>> start Data listing
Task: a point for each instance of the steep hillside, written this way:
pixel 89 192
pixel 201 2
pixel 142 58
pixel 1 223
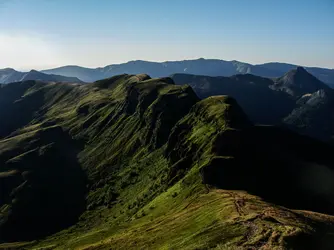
>> end Data listing
Convert every line of the rows above into a Markdown table with the columns "No." and "Line," numbering each line and skipping any blank lines. Leave the pictures out of the table.

| No. | Line |
|---|---|
| 1 | Task: a point for each instance of the steep hillside, written this way: |
| 2 | pixel 89 192 |
| 3 | pixel 201 2 |
| 4 | pixel 142 58 |
| 5 | pixel 1 223 |